__MATERIALS PROVIDED__
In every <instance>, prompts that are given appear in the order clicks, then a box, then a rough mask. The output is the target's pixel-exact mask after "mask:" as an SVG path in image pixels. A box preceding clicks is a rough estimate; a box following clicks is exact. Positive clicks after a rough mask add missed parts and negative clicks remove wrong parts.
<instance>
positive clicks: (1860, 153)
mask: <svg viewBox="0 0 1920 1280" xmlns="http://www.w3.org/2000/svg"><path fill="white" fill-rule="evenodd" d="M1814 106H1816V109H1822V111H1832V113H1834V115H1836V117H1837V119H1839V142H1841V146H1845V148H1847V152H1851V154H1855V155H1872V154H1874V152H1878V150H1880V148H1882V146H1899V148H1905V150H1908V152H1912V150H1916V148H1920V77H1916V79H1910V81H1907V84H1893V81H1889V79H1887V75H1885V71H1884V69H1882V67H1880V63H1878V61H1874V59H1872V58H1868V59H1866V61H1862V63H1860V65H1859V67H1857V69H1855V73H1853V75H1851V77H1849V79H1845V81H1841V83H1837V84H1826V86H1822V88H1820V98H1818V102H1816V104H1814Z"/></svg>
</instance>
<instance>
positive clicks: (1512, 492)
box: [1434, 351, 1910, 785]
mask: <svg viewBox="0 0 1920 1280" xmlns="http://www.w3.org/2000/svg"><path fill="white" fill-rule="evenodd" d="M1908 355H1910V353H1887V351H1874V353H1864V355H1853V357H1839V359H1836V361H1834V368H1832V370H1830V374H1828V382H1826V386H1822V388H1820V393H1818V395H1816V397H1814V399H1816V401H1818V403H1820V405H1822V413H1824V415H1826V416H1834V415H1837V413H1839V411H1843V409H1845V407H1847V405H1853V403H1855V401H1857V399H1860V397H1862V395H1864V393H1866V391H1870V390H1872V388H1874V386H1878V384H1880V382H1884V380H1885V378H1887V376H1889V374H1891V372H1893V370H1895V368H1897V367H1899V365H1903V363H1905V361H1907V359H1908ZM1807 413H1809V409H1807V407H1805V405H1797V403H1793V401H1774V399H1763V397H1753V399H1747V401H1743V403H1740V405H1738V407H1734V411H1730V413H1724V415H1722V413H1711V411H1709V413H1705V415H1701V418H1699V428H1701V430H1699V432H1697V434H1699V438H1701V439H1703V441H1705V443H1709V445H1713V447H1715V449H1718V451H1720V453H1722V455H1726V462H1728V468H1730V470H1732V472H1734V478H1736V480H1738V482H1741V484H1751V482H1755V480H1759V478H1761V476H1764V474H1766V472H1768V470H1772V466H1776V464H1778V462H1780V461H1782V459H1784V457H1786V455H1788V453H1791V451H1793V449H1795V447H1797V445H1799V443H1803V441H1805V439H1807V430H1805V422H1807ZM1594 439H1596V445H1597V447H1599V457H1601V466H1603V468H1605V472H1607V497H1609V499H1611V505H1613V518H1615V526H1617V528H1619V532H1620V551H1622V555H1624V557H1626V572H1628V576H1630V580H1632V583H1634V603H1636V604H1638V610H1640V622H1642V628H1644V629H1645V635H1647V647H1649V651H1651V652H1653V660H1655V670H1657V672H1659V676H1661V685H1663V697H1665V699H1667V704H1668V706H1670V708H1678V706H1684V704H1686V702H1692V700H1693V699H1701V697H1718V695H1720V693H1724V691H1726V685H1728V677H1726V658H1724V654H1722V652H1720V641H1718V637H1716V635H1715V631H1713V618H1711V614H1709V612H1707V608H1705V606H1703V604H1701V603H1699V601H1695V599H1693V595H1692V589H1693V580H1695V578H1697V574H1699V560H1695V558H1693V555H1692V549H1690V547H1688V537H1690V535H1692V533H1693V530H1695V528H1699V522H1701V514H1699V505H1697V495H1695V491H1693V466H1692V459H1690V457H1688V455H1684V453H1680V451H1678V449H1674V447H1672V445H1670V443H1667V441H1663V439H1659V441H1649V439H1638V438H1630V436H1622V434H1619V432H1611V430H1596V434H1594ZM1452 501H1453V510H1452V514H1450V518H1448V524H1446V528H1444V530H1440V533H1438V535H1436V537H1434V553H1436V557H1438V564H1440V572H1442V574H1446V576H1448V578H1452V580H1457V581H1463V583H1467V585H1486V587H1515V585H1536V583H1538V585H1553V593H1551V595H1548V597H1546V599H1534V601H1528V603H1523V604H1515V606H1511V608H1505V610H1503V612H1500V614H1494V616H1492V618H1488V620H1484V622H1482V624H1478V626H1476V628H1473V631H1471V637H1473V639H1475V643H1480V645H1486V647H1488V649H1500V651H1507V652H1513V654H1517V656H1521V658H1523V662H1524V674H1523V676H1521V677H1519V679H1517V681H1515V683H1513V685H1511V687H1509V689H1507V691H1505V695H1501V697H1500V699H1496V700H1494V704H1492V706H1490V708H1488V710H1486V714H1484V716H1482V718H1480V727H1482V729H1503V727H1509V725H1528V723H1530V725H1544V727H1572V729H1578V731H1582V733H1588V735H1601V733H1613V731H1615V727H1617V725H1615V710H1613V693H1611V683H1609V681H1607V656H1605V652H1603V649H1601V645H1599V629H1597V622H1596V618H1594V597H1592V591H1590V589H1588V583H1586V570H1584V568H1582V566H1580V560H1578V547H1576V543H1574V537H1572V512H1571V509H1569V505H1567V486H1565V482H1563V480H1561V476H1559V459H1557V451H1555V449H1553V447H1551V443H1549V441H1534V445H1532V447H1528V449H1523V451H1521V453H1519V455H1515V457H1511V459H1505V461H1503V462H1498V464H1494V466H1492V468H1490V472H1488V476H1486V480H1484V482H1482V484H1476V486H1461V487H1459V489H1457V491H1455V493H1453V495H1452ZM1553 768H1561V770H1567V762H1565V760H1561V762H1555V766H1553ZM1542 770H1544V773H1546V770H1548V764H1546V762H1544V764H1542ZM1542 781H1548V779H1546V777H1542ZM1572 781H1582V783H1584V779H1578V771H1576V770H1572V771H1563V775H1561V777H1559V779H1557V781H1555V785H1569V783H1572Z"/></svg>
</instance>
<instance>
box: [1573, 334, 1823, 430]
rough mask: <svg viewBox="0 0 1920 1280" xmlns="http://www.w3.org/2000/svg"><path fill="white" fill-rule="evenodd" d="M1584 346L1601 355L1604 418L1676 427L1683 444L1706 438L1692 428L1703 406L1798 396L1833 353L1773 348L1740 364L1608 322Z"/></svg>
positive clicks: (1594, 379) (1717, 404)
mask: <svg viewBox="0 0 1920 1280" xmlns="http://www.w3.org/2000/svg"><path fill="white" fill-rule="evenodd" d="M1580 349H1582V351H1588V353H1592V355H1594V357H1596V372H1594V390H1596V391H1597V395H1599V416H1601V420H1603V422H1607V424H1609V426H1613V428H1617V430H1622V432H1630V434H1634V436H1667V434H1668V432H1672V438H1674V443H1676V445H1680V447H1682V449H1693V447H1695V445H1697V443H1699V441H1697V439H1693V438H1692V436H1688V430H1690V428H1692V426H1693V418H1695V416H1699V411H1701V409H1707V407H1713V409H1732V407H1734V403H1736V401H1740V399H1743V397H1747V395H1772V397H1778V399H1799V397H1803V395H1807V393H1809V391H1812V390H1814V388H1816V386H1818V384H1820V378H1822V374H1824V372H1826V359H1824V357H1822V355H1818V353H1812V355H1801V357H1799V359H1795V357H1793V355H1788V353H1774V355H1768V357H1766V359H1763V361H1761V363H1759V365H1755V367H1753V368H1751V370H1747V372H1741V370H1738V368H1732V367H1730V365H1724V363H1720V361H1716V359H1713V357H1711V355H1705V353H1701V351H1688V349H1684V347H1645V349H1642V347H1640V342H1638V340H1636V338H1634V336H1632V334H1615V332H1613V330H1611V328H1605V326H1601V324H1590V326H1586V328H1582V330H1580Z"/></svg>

__WORK ORDER__
Rewrite all of the material above, replacing "rough mask" with "coarse mask" at each occurrence and changing nothing else.

__RESPONSE FOR THIS EXERCISE__
In every <instance>, prompts that are given appear in the order clicks, then a box, then a coarse mask. The output is the target's pixel-exact mask after "mask:" as an SVG path in image pixels. A box preceding clicks is a rough estimate; a box following clicks is exact. Positive clicks after a coarse mask add missed parts and negative clicks remove wrong parts.
<instance>
positive clicks: (1860, 153)
mask: <svg viewBox="0 0 1920 1280" xmlns="http://www.w3.org/2000/svg"><path fill="white" fill-rule="evenodd" d="M1814 106H1816V109H1822V111H1832V113H1834V115H1836V117H1837V119H1839V142H1841V146H1845V148H1847V152H1851V154H1855V155H1872V154H1874V152H1878V150H1880V148H1882V146H1899V148H1905V150H1908V152H1912V150H1916V148H1920V77H1916V79H1910V81H1907V84H1893V81H1889V79H1887V75H1885V71H1884V69H1882V67H1880V63H1878V61H1874V59H1872V58H1868V59H1866V61H1862V63H1860V65H1859V67H1857V69H1855V73H1853V75H1851V77H1849V79H1845V81H1841V83H1837V84H1826V86H1822V88H1820V98H1818V102H1816V104H1814Z"/></svg>
</instance>
<instance>
positive clicks: (1512, 492)
box: [1434, 351, 1910, 785]
mask: <svg viewBox="0 0 1920 1280" xmlns="http://www.w3.org/2000/svg"><path fill="white" fill-rule="evenodd" d="M1908 355H1910V353H1887V351H1874V353H1864V355H1853V357H1839V359H1836V361H1834V368H1832V370H1830V374H1828V382H1826V386H1822V388H1820V393H1818V395H1816V397H1814V399H1816V401H1818V403H1820V405H1822V413H1824V415H1826V416H1834V415H1837V413H1839V411H1843V409H1845V407H1847V405H1853V403H1855V401H1857V399H1860V397H1862V395H1864V393H1866V391H1870V390H1872V388H1874V386H1878V384H1880V382H1884V380H1885V378H1887V376H1889V374H1891V372H1893V370H1895V368H1897V367H1899V365H1903V363H1905V361H1907V359H1908ZM1807 413H1809V409H1807V407H1805V405H1797V403H1793V401H1774V399H1763V397H1753V399H1747V401H1743V403H1740V405H1738V407H1734V411H1730V413H1724V415H1722V413H1711V411H1709V413H1705V415H1701V418H1699V428H1701V430H1699V432H1697V434H1699V438H1701V439H1703V441H1705V443H1709V445H1713V447H1715V449H1718V451H1720V453H1722V455H1726V462H1728V468H1730V470H1732V472H1734V478H1736V480H1738V482H1741V484H1751V482H1755V480H1759V478H1761V476H1764V474H1766V472H1768V470H1772V466H1776V464H1778V462H1780V461H1782V459H1784V457H1786V455H1788V453H1791V451H1793V449H1795V447H1797V445H1799V443H1803V441H1805V439H1807V430H1805V422H1807ZM1594 439H1596V445H1597V447H1599V457H1601V466H1603V468H1605V472H1607V497H1609V499H1611V505H1613V518H1615V526H1617V528H1619V532H1620V551H1622V555H1624V557H1626V572H1628V576H1630V580H1632V583H1634V603H1636V604H1638V610H1640V622H1642V628H1644V629H1645V635H1647V647H1649V651H1651V652H1653V660H1655V670H1657V672H1659V676H1661V685H1663V697H1665V699H1667V704H1668V706H1670V708H1678V706H1684V704H1686V702H1692V700H1693V699H1701V697H1718V695H1720V693H1724V691H1726V685H1728V677H1726V658H1724V654H1722V652H1720V641H1718V637H1716V635H1715V631H1713V618H1711V614H1709V612H1707V608H1705V606H1703V604H1701V603H1699V601H1695V599H1693V595H1692V589H1693V580H1695V578H1697V574H1699V560H1695V558H1693V555H1692V549H1690V547H1688V537H1690V535H1692V533H1693V530H1695V528H1699V522H1701V514H1699V505H1697V495H1695V491H1693V466H1692V459H1690V457H1688V455H1684V453H1680V451H1678V449H1674V447H1672V445H1670V443H1667V441H1663V439H1659V441H1649V439H1638V438H1630V436H1622V434H1619V432H1611V430H1596V434H1594ZM1452 501H1453V510H1452V514H1450V518H1448V524H1446V528H1444V530H1440V533H1438V535H1436V537H1434V553H1436V557H1438V564H1440V572H1442V574H1446V576H1448V578H1452V580H1457V581H1463V583H1467V585H1486V587H1515V585H1536V583H1538V585H1553V593H1551V595H1548V597H1546V599H1534V601H1528V603H1523V604H1515V606H1511V608H1505V610H1503V612H1500V614H1494V616H1492V618H1488V620H1484V622H1482V624H1478V626H1476V628H1473V631H1471V637H1473V639H1475V643H1480V645H1486V647H1488V649H1500V651H1507V652H1513V654H1517V656H1521V658H1523V662H1524V674H1523V676H1521V677H1519V679H1517V681H1515V683H1513V685H1511V687H1509V689H1507V691H1505V695H1501V697H1500V699H1496V700H1494V704H1492V706H1490V708H1488V710H1486V714H1484V716H1482V718H1480V727H1482V729H1503V727H1509V725H1528V723H1530V725H1544V727H1572V729H1578V731H1582V733H1588V735H1601V733H1613V731H1615V727H1617V725H1615V710H1613V693H1611V683H1609V681H1607V656H1605V652H1603V649H1601V645H1599V629H1597V622H1596V618H1594V597H1592V591H1590V589H1588V583H1586V570H1584V568H1582V566H1580V560H1578V547H1576V543H1574V537H1572V512H1571V509H1569V505H1567V486H1565V482H1563V480H1561V476H1559V459H1557V451H1555V449H1553V447H1551V443H1549V441H1534V445H1532V447H1528V449H1523V451H1521V453H1519V455H1515V457H1511V459H1505V461H1503V462H1498V464H1494V466H1492V468H1490V472H1488V476H1486V480H1484V482H1482V484H1476V486H1461V487H1459V489H1457V491H1455V493H1453V495H1452ZM1553 768H1561V770H1567V762H1565V760H1561V762H1555V766H1553ZM1542 770H1544V773H1546V770H1548V764H1546V762H1544V764H1542ZM1542 781H1548V779H1546V777H1542ZM1572 781H1582V783H1584V779H1578V771H1576V770H1572V771H1563V775H1561V777H1559V779H1557V781H1555V785H1569V783H1572Z"/></svg>
</instance>
<instance>
box: [1573, 334, 1823, 430]
coarse mask: <svg viewBox="0 0 1920 1280" xmlns="http://www.w3.org/2000/svg"><path fill="white" fill-rule="evenodd" d="M1584 346L1601 355L1604 418L1676 427L1683 444L1706 438L1692 428L1703 406L1798 396L1833 353L1773 348L1740 364L1608 322Z"/></svg>
positive clicks: (1594, 379) (1717, 404)
mask: <svg viewBox="0 0 1920 1280" xmlns="http://www.w3.org/2000/svg"><path fill="white" fill-rule="evenodd" d="M1580 349H1582V351H1588V353H1592V355H1594V357H1596V372H1594V390H1596V391H1597V395H1599V416H1601V420H1603V422H1607V424H1609V426H1613V428H1617V430H1622V432H1630V434H1634V436H1667V434H1668V432H1672V438H1674V443H1676V445H1680V447H1682V449H1693V447H1695V445H1697V443H1699V441H1697V439H1693V438H1692V436H1688V430H1690V428H1692V426H1693V418H1695V416H1699V411H1701V409H1707V407H1713V409H1732V407H1734V403H1736V401H1740V399H1743V397H1747V395H1772V397H1778V399H1799V397H1803V395H1807V393H1809V391H1812V390H1814V388H1816V386H1818V384H1820V378H1822V374H1824V372H1826V359H1824V357H1822V355H1818V353H1812V355H1801V357H1799V359H1795V357H1793V355H1788V353H1774V355H1768V357H1766V359H1763V361H1761V363H1759V365H1755V367H1753V368H1751V370H1747V372H1741V370H1738V368H1732V367H1730V365H1724V363H1720V361H1716V359H1713V357H1711V355H1705V353H1701V351H1688V349H1684V347H1645V349H1642V347H1640V342H1638V340H1636V338H1634V336H1632V334H1615V332H1613V330H1611V328H1605V326H1601V324H1590V326H1586V328H1582V330H1580Z"/></svg>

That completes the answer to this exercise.